REQUIREMENTS:
Reproduce the rows from the line that contains "Where can the boy's chin" through the end of the rows, swapping "hoodie sleeve" for "sweatshirt sleeve" and changing nothing else.

[Start ROWS]

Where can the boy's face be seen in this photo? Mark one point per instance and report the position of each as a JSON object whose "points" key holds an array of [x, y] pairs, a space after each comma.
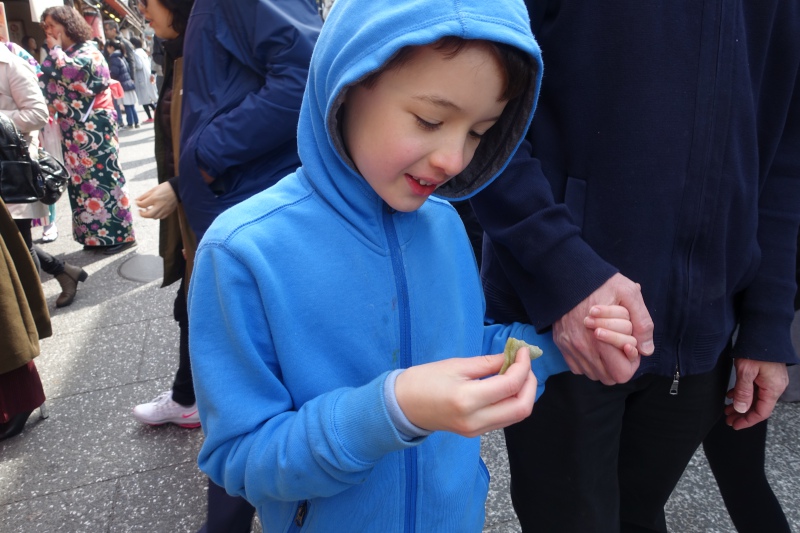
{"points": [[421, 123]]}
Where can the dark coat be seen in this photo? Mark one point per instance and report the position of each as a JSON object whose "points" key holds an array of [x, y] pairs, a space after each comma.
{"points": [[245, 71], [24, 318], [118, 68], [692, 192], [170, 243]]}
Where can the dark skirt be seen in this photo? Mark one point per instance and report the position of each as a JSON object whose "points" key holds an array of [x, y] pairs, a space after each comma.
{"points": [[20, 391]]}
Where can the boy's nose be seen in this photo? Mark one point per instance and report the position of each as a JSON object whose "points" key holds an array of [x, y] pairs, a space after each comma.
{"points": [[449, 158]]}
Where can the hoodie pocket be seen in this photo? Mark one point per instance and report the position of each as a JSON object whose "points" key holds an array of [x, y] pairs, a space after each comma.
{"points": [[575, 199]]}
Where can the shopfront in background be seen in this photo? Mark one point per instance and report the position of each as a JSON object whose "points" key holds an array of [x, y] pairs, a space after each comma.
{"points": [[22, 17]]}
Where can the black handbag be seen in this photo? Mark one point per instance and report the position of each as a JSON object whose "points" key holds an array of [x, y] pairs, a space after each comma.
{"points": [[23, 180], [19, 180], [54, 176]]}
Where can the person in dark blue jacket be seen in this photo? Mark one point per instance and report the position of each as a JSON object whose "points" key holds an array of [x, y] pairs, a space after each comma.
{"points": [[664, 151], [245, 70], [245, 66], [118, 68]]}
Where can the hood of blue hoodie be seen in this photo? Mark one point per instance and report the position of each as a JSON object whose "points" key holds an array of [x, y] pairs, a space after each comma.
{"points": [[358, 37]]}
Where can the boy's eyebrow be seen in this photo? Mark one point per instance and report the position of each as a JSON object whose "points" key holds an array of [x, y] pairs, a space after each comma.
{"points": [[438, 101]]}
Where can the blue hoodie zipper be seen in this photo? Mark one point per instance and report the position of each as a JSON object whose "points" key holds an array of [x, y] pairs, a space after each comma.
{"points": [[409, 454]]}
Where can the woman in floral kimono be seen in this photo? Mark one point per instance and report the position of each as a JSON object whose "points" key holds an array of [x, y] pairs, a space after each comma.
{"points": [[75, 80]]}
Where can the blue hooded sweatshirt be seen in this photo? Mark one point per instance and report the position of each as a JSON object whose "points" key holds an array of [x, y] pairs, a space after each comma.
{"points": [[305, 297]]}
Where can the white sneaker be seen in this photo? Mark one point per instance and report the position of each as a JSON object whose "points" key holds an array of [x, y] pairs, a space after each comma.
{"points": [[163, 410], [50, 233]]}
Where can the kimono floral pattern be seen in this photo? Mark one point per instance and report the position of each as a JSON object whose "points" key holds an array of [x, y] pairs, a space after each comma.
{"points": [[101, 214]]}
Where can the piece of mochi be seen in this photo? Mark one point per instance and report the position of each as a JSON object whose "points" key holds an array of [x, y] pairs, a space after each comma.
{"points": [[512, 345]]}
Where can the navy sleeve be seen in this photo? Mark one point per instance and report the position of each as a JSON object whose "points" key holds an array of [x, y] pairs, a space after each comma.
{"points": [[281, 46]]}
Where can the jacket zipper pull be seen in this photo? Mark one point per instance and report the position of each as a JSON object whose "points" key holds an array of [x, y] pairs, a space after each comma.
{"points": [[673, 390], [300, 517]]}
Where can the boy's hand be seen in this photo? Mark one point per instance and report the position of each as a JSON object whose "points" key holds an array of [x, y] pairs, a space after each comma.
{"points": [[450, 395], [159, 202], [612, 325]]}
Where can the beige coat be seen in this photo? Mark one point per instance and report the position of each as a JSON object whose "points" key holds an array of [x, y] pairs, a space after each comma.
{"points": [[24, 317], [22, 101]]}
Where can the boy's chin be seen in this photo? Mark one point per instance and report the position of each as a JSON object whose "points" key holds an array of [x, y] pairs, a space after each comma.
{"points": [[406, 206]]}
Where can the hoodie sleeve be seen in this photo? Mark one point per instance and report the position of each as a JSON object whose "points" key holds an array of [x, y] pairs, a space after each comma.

[End ROWS]

SOLUTION TO THIS EXERCISE:
Where can the boy's chin be seen in this photo? Mark one point per instance and report the position of each as a JSON object whose "points" key holds an array of [x, y] pairs, a space after each comma.
{"points": [[406, 206]]}
Where can the sweatshirt sleeve be seen in this photo? Mark one point per instance and report the position of each as a JSON object whose "points" key holds an array of [x, y] pairs, a space after each comma.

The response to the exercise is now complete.